Segment Start: Document passage

Classics: Nirvana – MTV Unplugged in New York / Pearl Jam – Vitalogy

Two more sonic slices of heaven for you to revisit; or discover, if you live in a cave!

An admittedly mid-nineties grunge edition…


Nirvana – MTV Unplugged in New York (1994)

Recorded at Sony Studios in New York City in November 1993, a mere five months before Kurt would be found dead in his Washington home, this thing was a national event.  For younger readers, try to envision a time before the internet, when MTV still ruled the world (and believe it or not, played music).  Then, imagine the world’s biggest rock band agreeing to perform just as their third LP, In Utero, had them atop the musical stratosphere.  To be fair, this is not truly an unplugged affair: electric guitar and cello are ubiquitous throughout the evening.  This only goes to show just how big Kurt and company were – they were literally writing their own rules.

Kurt’s strained and raw vocals left no shield to hide the pain and discontent his lyrics already should have made clear.  In hindsight, some consider this night a foreshadowing of the tragedy to come, but this concert had serious gravity to it even before the news of his death (no, you will not see me type the S-word to describe it).  Many people didn’t hear this recording until after Kurt’s death as it was not officially released until a year later.  His guitar paying, while never masterful or overly impressive, held up well in this setting, with help from lovely backup strumming from Pat Smear, a man who would later find fame with Dave Grohl in Foo Fighters.

Segment End: Document passage

What you need to do:
Retype the album review from "Classics: Nirvana –" to "New York (1994)". Work only from the album review above.

Segment Start: Stored data

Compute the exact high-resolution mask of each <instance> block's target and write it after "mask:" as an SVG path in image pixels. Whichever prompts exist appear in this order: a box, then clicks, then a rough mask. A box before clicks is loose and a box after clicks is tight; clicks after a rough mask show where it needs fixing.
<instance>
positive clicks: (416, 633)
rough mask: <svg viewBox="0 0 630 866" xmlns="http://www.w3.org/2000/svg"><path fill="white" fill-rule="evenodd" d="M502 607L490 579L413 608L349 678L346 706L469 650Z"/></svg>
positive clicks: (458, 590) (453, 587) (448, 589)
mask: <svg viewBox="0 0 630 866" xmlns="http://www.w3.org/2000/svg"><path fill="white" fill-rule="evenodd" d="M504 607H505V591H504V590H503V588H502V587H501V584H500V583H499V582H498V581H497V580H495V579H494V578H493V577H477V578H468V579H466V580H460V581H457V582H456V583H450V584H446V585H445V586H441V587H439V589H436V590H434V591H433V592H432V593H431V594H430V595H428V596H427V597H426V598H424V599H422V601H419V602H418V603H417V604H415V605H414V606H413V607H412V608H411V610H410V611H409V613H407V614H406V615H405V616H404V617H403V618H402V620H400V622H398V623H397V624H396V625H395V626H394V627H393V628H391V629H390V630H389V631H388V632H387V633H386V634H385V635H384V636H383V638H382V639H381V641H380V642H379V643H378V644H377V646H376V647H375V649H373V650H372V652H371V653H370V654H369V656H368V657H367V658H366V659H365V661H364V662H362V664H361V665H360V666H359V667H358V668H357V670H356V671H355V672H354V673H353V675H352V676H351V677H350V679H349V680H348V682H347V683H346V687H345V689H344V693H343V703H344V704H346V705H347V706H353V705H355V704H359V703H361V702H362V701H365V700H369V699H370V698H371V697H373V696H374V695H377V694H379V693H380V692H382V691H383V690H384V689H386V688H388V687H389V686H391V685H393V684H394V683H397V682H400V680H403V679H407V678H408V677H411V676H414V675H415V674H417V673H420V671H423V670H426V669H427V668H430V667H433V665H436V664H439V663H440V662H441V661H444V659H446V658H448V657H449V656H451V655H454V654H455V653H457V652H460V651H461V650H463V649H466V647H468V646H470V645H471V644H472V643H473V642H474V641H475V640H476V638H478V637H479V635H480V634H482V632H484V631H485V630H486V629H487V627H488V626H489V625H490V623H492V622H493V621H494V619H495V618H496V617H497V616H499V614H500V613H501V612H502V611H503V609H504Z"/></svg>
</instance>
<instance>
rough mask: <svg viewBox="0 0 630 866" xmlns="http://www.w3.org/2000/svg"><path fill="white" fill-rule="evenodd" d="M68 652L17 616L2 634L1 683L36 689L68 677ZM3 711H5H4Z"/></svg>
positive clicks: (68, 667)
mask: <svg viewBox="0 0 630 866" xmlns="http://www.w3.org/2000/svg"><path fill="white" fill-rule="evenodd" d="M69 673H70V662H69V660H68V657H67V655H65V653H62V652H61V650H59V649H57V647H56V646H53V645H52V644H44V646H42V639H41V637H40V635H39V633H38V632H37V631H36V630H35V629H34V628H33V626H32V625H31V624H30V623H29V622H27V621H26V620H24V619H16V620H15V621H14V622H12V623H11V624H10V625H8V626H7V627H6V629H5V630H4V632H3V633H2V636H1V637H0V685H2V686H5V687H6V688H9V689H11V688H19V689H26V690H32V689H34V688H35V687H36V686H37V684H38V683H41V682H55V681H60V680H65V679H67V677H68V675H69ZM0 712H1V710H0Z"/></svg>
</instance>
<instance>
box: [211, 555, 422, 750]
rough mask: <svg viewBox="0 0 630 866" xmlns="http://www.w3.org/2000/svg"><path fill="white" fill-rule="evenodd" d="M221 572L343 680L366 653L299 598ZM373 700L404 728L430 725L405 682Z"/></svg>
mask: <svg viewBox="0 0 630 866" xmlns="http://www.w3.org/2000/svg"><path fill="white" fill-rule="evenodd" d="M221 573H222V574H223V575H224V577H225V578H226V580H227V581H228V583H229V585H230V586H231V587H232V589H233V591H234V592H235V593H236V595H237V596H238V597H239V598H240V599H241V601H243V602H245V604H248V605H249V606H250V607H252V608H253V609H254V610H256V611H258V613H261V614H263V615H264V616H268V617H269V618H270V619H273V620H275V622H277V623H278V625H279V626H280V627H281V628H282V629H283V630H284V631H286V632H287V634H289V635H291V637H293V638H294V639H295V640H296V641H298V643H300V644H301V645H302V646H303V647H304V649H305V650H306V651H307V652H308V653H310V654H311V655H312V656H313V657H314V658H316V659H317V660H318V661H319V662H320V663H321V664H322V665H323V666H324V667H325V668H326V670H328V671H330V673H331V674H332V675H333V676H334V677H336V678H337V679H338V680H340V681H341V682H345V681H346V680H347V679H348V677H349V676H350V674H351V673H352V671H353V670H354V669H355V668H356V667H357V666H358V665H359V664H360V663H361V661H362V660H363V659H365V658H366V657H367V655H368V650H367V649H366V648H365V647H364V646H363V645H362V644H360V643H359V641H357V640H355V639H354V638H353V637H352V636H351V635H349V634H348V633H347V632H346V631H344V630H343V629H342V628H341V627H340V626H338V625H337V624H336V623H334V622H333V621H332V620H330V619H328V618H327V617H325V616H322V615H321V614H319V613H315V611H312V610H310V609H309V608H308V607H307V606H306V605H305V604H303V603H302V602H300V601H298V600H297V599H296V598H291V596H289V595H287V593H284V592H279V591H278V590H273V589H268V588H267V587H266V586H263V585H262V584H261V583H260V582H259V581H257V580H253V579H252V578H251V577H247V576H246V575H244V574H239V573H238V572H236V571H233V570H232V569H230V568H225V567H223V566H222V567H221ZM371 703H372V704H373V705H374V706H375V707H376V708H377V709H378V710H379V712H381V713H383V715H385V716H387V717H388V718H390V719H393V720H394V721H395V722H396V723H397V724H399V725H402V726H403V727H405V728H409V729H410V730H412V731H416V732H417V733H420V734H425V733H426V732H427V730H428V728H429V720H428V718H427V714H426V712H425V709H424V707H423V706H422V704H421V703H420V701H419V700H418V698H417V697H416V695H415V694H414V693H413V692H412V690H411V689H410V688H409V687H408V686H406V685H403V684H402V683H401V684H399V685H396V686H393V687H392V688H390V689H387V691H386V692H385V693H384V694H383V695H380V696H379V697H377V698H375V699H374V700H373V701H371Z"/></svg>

Segment End: Stored data

Response:
Classics: Nirvana – MTV Unplugged in New York / Pearl Jam – Vitalogy

Two more sonic slices of heaven for you to revisit; or discover, if you live in a cave!

An admittedly mid-nineties grunge edition…


Nirvana – MTV Unplugged in New York (1994)